_Fragmento del documento_

□ □ □

Si estas referencias pasadas y recientes fuesen pocas, permítaseme citar a Nina Easton, -periodista estadounidense y Jefe del Bureau en Washington de Fortune Magazine-, que en enero de este año publicó una columna en TIME Magazine. El título de su nota lo dice todo: “Un Límite a la Compasión. El Congreso sigue extendiendo los beneficios para los desempleados. ¿Y si eso solo prolongase el desempleo?[5]”
En el mencionado artículo esta destacada exponente del pensamiento conservador sostiene que las ayudas a los desempleados les disuaden de buscar un empleo, razón por la cual en vez de resolver el problema de la cesantía lo agravan. Su conclusión es simple: es necesario limitar las garantías y derechos de los parados, cesantes o desempleados como único modo de forzarles a buscar y a encontrar un empleo. Como si el hecho de buscar un empleo lo crease. Alguien argumentaba con razón que esto equivale a decir que los champiñones del bosque aparecen espontáneamente cuando uno sale a buscarlos. Por otra parte, como lo sabe muy bien la ex ministro del Trabajo Claudia Serrano, ¡la tasa de cesantía aumenta precisamente porque hay trabajadores buscando trabajo!

□ □ □

_Datos proporcionados_

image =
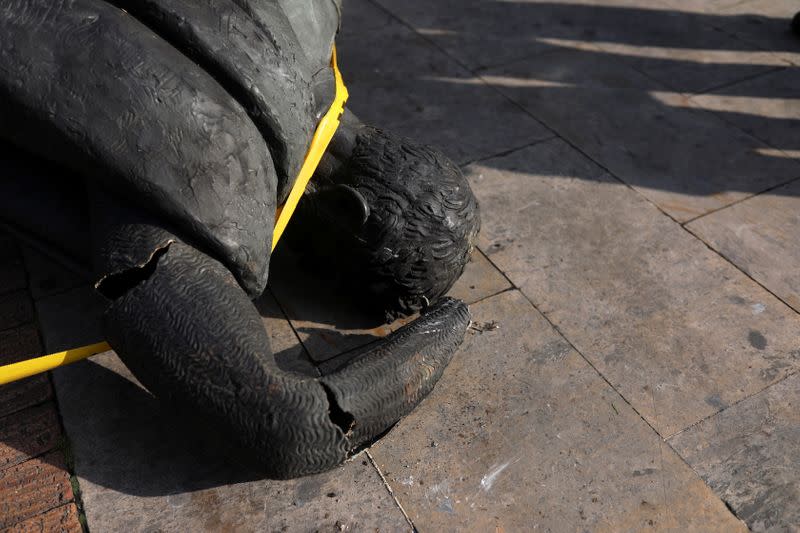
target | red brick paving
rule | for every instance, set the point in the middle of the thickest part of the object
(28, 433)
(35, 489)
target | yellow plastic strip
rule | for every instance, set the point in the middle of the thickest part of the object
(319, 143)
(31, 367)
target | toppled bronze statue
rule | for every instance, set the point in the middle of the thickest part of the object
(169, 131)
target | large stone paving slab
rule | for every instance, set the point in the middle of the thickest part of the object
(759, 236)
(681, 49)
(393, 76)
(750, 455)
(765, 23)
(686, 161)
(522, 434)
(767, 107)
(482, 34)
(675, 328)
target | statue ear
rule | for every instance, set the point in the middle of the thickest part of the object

□ □ □

_Problema planteado 1_
Responde estas preguntas sobre el texto sobre la ayuda a los desempleados:
(a) ¿En qué revista publicó Nina Easton su columna en enero?
(b) ¿De qué medio es Nina Easton Jefe del Bureau en Washington?
(c) ¿Qué cargo se atribuye a Claudia Serrano?
_Problema planteado 2_
Cambia "champiñones" por "hongos" en el pasaje del texto sobre la ayuda a los desempleados que va de "En el mencionado" a "trabajadores buscando trabajo!", y escribe el pasaje resultante.
_Problema planteado 3_
Prosigue el texto sobre la ayuda a los desempleados a partir de su última oración.
Los registros no guardan ninguna relación con el texto sobre la ayuda a los desempleados.

_Resultado esperado 1_
(a) En TIME Magazine.
(b) De Fortune Magazine.
(c) Ex ministro del Trabajo.

_Resultado esperado 2_
En el mencionado artículo esta destacada exponente del pensamiento conservador sostiene que las ayudas a los desempleados les disuaden de buscar un empleo, razón por la cual en vez de resolver el problema de la cesantía lo agravan. Su conclusión es simple: es necesario limitar las garantías y derechos de los parados, cesantes o desempleados como único modo de forzarles a buscar y a encontrar un empleo. Como si el hecho de buscar un empleo lo crease. Alguien argumentaba con razón que esto equivale a decir que los hongos del bosque aparecen espontáneamente cuando uno sale a buscarlos. Por otra parte, como lo sabe muy bien la ex ministro del Trabajo Claudia Serrano, ¡la tasa de cesantía aumenta precisamente porque hay trabajadores buscando trabajo!

_Resultado esperado 3_
Con motivo de la gigantesca crisis financiera que estalló a fines del 2008 y que tuvo entre otras consecuencias la de echar a la calle a millones de familias norteamericanas que perdieron su casa, TIME Magazine publicó hace algunas semanas una nota de un conocido comentarista que condena la ayuda que el Estado Federal le otorga a las familias pobres que desean conservar o comprar su vivienda, “porque si tienen casa propia pierden movilidad para ir a buscar trabajo a cualquier parte”.
Como puede verse, los ricos y los extremadamente ricos se inquietan de la simple posibilidad de que se ayude o se les otorguen derechos a los trabajadores… porque eso es malo para los trabajadores.
Y eso no es todo. Si al menos, -a cambio de tanta generosidad-, los trabajadores fuesen empeñosos, productivos, no sacasen la vuelta y justificasen el salario que se les paga. Lamentablemente no es así.
Según las teorías que enseñan en Harvard, en la Universidad de Columbia o en la Escuela de Negocios Adolfo Ibáñez, el trabajador es haragán por excelencia.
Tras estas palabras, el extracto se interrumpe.